**INPUT**
⟨

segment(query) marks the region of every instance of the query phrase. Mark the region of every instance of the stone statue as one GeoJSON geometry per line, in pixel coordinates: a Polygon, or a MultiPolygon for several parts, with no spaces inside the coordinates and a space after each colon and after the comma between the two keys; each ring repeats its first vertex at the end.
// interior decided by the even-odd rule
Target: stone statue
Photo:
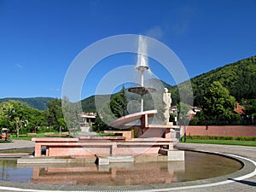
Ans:
{"type": "Polygon", "coordinates": [[[168,93],[168,89],[164,89],[164,94],[163,94],[163,109],[164,109],[164,117],[165,117],[165,123],[167,125],[169,123],[169,118],[170,118],[170,107],[172,104],[172,98],[171,98],[171,93],[168,93]]]}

⟩

**WRITTEN PROBLEM**
Rewrite the listing above with "stone statue" swapped for "marble statue" and everything else unchanged. Leave out the pictures.

**OUTPUT FOR THIS EXERCISE**
segment(query) marks the region of every instance of the query phrase. Mark the region of every instance of the marble statue as one GeoJSON geometry per line, in pixel coordinates: a Polygon, or a MultiPolygon for several parts, with no spaces inside the coordinates and a space after each colon and after the comma between the two keys; each ring repeats its first vertex at the end.
// interior decided by the even-odd rule
Target: marble statue
Photo:
Ans:
{"type": "Polygon", "coordinates": [[[168,93],[168,89],[164,89],[164,94],[163,94],[163,109],[164,109],[164,117],[165,117],[165,123],[167,125],[169,123],[169,118],[170,118],[170,107],[172,104],[172,98],[171,98],[171,93],[168,93]]]}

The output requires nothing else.